══ Trecho do texto ══

Depois de cerca 34 anos de trabalho como psicoterapeuta, desacelero o ritmo e faço uma reflexão sobre minha profissão e principalmente sobre minha atuação profissional.
Não estou questionando os meus psicoterapeutas, porque eles fizeram e fazem o melhor por mim.
Sou muito grata a essas pessoas que me acolheram, me questionaram, me instigaram, me informaram e me auxiliaram a ampliar minha consciência.
Eu estou questionando a minha profissão sim, mas sentada na cadeira do psicoterapeuta.
E eu?
Será que consigo estar saudável e ser útil em minha profissão?
Já atendi “esquilhões” de pessoas e acredito que muitas delas não saíram “melhores” de meu consultório.
Também sei que muitas saíram insatisfeitas com minha atuação, esperavam mais de mim ou imaginaram que eu faria algo de melhor para a vida delas.
E muitas pessoas que eu atendi, não consegui sequer entender o seu pedido de ajuda.
E outras, hoje eu entendo que na verdade não tinham nenhum pedido de ajuda…
Mas a muitas pessoas, peço desculpas na posição de psicoterapeuta, de não ter diferenciado o que era uma dor (sentimento) daquilo que era um sofrimento (pensação). Sofrimento esse que tinha grande validade no jogo de poder que imaginariamente tinham com a vida.
Posso entender hoje que “forcei a barra” para que uma mudança acontecesse. E posso ter prejudicado muitas pessoas com esta minha equivocada ideia de ajuda.
Depois de refletir e sair da zona de (des)conforto em que me coloquei profissionalmente – o lugar do suposto saber – concluo que durante muitos e muitos anos eu realmente acreditei nessa ilusão.

═══
══ Material fornecido ══

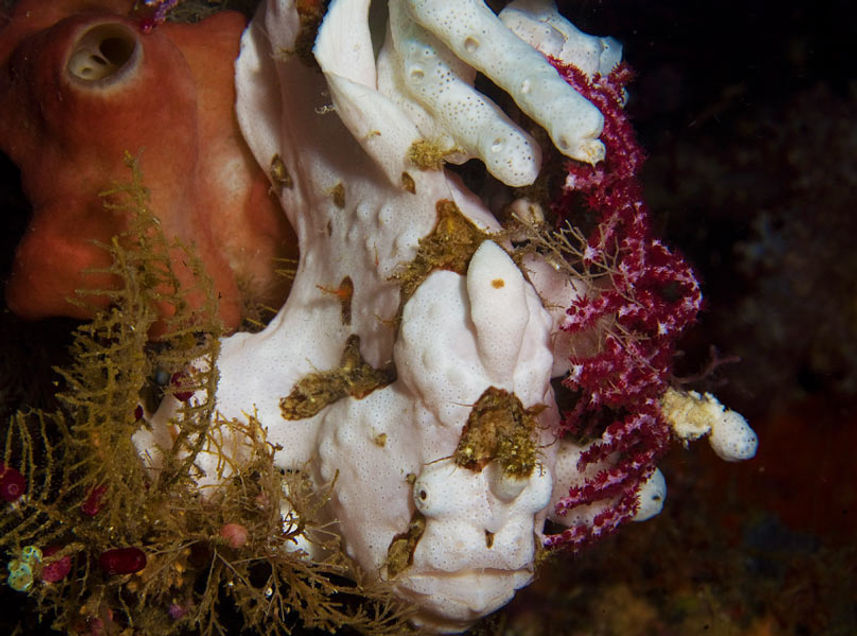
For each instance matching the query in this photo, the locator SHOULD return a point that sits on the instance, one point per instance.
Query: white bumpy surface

═══

Objetivo da tarefa » Copie, sem nenhuma alteração, a passagem do relato sobre a profissão de psicoterapeuta que começa em "Também sei que" e segue até "pedido de ajuda.". A listagem não é necessária para realizar as tarefas.

Resposta à tarefa »
Também sei que muitas saíram insatisfeitas com minha atuação, esperavam mais de mim ou imaginaram que eu faria algo de melhor para a vida delas.
E muitas pessoas que eu atendi, não consegui sequer entender o seu pedido de ajuda.